Task item
Repeat every record below exactly, but leave out any pictures.
━━━━━ Material for this exercise ━━━━━
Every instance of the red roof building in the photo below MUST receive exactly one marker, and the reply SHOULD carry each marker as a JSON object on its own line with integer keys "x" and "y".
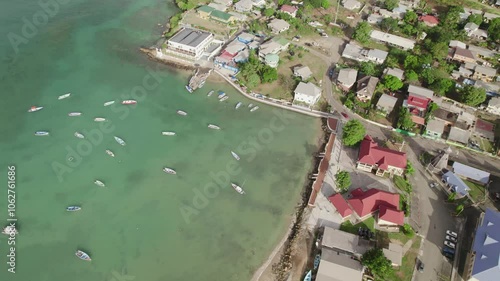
{"x": 291, "y": 10}
{"x": 429, "y": 20}
{"x": 383, "y": 160}
{"x": 341, "y": 205}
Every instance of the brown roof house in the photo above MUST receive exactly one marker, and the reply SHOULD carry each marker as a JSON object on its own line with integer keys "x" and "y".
{"x": 366, "y": 87}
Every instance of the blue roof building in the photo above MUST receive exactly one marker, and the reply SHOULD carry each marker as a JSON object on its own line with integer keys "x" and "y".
{"x": 486, "y": 249}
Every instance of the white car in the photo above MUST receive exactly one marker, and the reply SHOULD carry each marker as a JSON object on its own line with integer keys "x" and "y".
{"x": 451, "y": 233}
{"x": 451, "y": 238}
{"x": 449, "y": 244}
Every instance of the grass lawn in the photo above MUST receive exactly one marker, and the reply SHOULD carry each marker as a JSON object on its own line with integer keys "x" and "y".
{"x": 476, "y": 191}
{"x": 348, "y": 227}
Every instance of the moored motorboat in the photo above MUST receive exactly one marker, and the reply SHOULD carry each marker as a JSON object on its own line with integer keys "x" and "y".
━━━━━
Written answer
Every instance of the red roof building in the photo below MUST receive exactly one marker, and the reply SHOULD carry each marker as a JSON object on its own line with integer keys "x" and "y".
{"x": 291, "y": 10}
{"x": 429, "y": 20}
{"x": 383, "y": 160}
{"x": 341, "y": 205}
Every instance of the brown roof house in the photo above MUST receive exactly one marker, and the reply SHOULD carry each marker as a JSON object on its own line with integer keys "x" and "y".
{"x": 366, "y": 87}
Every instance of the blue roof building in the photo above MUST receive exactly one marker, and the reply SHOULD carry each marker as a JSON object on its own line with integer keys "x" and "y".
{"x": 486, "y": 249}
Every instance of the white car in the photo above MUST receive exactly one marker, and the reply SHOULD carry each marker as a JSON object on its own line with integer keys "x" and "y".
{"x": 451, "y": 233}
{"x": 451, "y": 238}
{"x": 449, "y": 244}
Every instance of the grass lawn in the photo above MUST receive exactly one marker, and the reply SHOULD carry each marker as a JSON object on its own line with integer keys "x" and "y".
{"x": 476, "y": 191}
{"x": 348, "y": 227}
Every instance of the moored motorboat in the photo above MUST receive exactly one marker, and the reply SHOULD carry each marker as a JSON object on its own line with integer keys "x" and "y".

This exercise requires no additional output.